## [Extracted data]
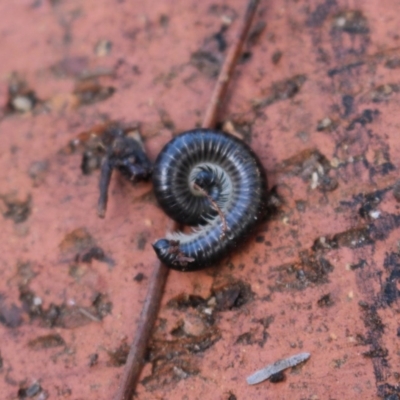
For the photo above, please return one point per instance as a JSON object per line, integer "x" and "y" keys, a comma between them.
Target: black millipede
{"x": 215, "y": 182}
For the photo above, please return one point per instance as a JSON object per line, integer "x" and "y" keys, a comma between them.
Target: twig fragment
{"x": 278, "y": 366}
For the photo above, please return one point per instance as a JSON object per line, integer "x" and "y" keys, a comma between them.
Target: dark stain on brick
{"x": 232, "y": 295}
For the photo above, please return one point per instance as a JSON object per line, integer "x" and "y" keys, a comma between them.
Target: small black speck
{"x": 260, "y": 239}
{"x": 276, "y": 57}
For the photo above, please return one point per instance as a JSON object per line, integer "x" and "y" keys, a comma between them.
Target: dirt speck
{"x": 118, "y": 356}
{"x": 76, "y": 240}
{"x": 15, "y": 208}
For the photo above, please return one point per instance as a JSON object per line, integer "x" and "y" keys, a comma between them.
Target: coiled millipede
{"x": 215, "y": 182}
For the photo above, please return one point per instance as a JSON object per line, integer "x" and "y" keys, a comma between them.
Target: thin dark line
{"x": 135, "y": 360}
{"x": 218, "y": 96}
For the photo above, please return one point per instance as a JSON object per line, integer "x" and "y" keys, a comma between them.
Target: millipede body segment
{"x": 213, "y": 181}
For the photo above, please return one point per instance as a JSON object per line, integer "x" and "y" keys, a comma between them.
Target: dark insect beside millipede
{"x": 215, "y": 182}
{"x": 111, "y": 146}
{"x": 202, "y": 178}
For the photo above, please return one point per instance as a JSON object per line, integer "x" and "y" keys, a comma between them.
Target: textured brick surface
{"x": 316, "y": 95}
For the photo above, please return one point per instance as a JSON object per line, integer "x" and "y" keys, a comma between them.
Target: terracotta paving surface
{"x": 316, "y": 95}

## [Written exercise]
Working from the material above, transcribe it exactly while omitting pictures.

## [Result for this task]
For the photo above, please return one point per instance as a JSON object per line, integer "x" and "y" keys, a comma between them.
Target: black millipede
{"x": 215, "y": 182}
For the photo above, please return one point per instance as a JSON object per line, integer "x" and "y" keys, a comma between them.
Target: twig fragment
{"x": 278, "y": 366}
For the photo above, please return one point per instance as a JSON object per line, integer "x" and "y" keys, a comma between them.
Target: dark stain on brick
{"x": 232, "y": 295}
For the photo above, please return one point per instance as a JSON object per line, integer "x" and "y" keys, a comma between them.
Target: small black speck
{"x": 260, "y": 239}
{"x": 276, "y": 57}
For the photo above, please return one point per instance as a JSON object per line, integer "x" and "y" keys, a comma between them.
Target: dirt speck
{"x": 118, "y": 356}
{"x": 76, "y": 240}
{"x": 15, "y": 208}
For the photo above, please return one point per instance as a JSON object per line, integer "x" and "y" keys, a comma between them.
Target: coiled millipede
{"x": 215, "y": 182}
For the photo above, please return one point per instance as a JSON object per line, integer "x" and "y" keys, a comma between them.
Target: thin dark line
{"x": 135, "y": 360}
{"x": 218, "y": 96}
For the photo above, please return one point per instance as a JSON object per line, integer "x" and "y" keys, a comma between them.
Target: millipede body segment
{"x": 213, "y": 181}
For the photo above, please return one point per instance as a JSON object per line, integer "x" and "y" keys, a comma between them.
Target: dark insect beside millipede
{"x": 215, "y": 182}
{"x": 111, "y": 146}
{"x": 202, "y": 178}
For the photo above, please return one point per instance as a JSON object per line, integer "x" and "y" keys, a comma between them.
Target: textured brick surface
{"x": 316, "y": 95}
For the photo above, please return one point per instance as a JSON object per line, integer "x" and "y" keys, a comma between them.
Target: terracotta paving surface
{"x": 316, "y": 95}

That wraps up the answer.